[WHAT YOU SHOULD DO]
Recast the records from the line containing "short-sleeved shirt. Return a box per instance." up to and including the line containing "[264,107,272,118]" as a Markdown table with the columns Row and Line, numbering each row and skipping blank lines. Leave the pictures out of the table.
────
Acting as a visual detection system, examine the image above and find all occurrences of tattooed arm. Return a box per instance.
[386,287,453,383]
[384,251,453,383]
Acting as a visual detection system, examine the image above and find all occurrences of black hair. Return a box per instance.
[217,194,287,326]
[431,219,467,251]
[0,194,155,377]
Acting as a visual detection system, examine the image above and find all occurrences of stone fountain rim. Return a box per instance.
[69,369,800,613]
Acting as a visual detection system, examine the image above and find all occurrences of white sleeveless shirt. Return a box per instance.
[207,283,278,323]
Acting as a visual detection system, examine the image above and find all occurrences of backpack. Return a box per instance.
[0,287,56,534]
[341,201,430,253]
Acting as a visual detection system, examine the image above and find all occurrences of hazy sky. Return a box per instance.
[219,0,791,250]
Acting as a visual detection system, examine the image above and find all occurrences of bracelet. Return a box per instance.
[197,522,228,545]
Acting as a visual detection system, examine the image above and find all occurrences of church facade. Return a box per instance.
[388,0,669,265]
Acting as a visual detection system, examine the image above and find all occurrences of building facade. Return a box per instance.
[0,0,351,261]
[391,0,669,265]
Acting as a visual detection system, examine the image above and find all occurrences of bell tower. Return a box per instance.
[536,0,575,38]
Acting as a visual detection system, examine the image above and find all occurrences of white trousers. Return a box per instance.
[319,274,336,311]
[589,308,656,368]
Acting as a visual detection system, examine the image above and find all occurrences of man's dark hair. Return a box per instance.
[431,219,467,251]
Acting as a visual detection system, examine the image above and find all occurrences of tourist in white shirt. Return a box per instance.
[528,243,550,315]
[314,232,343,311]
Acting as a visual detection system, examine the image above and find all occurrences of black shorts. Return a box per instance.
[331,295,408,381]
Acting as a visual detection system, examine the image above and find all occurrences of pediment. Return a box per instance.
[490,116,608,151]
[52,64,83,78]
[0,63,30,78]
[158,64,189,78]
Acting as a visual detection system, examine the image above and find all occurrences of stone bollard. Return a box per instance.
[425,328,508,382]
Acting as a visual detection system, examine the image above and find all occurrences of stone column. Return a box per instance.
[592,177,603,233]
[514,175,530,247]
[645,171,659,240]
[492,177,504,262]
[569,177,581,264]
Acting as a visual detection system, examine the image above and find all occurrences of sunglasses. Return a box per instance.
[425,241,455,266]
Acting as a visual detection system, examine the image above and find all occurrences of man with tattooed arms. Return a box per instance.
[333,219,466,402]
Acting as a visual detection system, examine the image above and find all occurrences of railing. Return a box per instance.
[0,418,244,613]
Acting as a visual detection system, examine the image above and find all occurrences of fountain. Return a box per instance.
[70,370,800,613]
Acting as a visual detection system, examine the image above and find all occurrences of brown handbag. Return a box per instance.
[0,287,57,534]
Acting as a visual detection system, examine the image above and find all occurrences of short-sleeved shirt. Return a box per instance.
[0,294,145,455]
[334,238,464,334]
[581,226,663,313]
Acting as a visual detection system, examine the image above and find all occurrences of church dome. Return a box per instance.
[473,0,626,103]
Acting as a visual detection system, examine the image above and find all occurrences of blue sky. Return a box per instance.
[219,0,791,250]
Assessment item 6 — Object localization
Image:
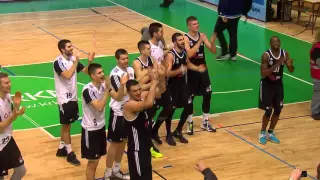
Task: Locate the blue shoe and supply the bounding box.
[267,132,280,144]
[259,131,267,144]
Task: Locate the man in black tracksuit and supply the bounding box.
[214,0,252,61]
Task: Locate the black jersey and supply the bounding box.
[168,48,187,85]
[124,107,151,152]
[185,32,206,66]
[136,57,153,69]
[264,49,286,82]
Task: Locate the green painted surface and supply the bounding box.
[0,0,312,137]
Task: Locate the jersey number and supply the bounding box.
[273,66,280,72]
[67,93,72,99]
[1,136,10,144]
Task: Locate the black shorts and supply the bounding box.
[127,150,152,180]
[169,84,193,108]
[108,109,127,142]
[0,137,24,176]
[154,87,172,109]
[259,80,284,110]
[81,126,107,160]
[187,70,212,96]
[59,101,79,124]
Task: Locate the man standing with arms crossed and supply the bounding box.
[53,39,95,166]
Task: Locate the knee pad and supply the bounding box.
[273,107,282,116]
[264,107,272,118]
────
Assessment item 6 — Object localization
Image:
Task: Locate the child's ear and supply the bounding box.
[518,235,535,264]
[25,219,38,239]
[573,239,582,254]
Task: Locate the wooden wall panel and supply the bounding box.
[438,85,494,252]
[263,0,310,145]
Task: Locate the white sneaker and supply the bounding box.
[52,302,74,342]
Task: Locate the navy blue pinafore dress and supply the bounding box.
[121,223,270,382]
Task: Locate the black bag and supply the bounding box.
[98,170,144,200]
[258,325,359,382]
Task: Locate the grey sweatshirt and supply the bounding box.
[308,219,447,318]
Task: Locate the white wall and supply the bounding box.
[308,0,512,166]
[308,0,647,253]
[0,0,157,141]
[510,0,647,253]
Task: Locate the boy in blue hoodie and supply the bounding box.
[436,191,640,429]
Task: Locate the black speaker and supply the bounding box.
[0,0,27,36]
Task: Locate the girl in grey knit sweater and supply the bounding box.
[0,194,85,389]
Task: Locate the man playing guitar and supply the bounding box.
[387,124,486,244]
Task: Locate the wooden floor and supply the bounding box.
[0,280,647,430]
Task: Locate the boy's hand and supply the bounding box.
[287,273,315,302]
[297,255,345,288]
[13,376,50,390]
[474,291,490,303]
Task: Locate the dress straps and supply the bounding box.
────
[EXERCISE RESPONSE]
| Row | Line |
|---|---|
| 1 | Acting as a visual detection system, examine the image above and find all occurrences of short-sleeved shirt. Return a box per instance. |
| 2 | [0,294,145,455] |
| 3 | [334,238,464,334] |
| 4 | [581,226,663,313] |
| 5 | Acting as a visual detection system, examine the image above and find all occurrences of church dome. Return a box per instance. |
| 6 | [473,0,626,103] |
| 7 | Acting as a visual detection system, examine the image above and find all occurrences of blue sky. Return a box per instance. |
| 8 | [219,0,791,250] |
| 9 | Assessment item 6 — Object localization |
| 10 | Image: |
| 11 | Task: Locate the blue shoe and supply the bounding box. |
| 12 | [267,132,280,144] |
| 13 | [259,131,267,144] |
| 14 | Task: Locate the man in black tracksuit and supply the bounding box. |
| 15 | [214,0,252,61] |
| 16 | Task: Locate the black jersey and supply the bounding box. |
| 17 | [168,48,187,85] |
| 18 | [124,107,151,152] |
| 19 | [185,32,206,66] |
| 20 | [136,57,153,69] |
| 21 | [264,49,286,82] |
| 22 | Task: Locate the green painted surface and supply the bounding box. |
| 23 | [0,0,312,137] |
| 24 | Task: Locate the jersey number and supply the bounding box. |
| 25 | [273,66,280,72] |
| 26 | [67,93,72,99] |
| 27 | [1,136,10,144] |
| 28 | Task: Locate the black shorts and supply the bounding box. |
| 29 | [127,150,152,180] |
| 30 | [169,84,193,108] |
| 31 | [108,109,127,142] |
| 32 | [0,137,24,176] |
| 33 | [154,87,172,109] |
| 34 | [259,80,284,110] |
| 35 | [81,126,107,160] |
| 36 | [187,70,212,96] |
| 37 | [59,101,79,124] |
| 38 | Task: Locate the man standing with arms crossed and supply the bounding box. |
| 39 | [53,39,95,166] |
| 40 | Task: Locate the knee pad and supply the bounding box. |
| 41 | [273,107,282,116] |
| 42 | [264,107,272,118] |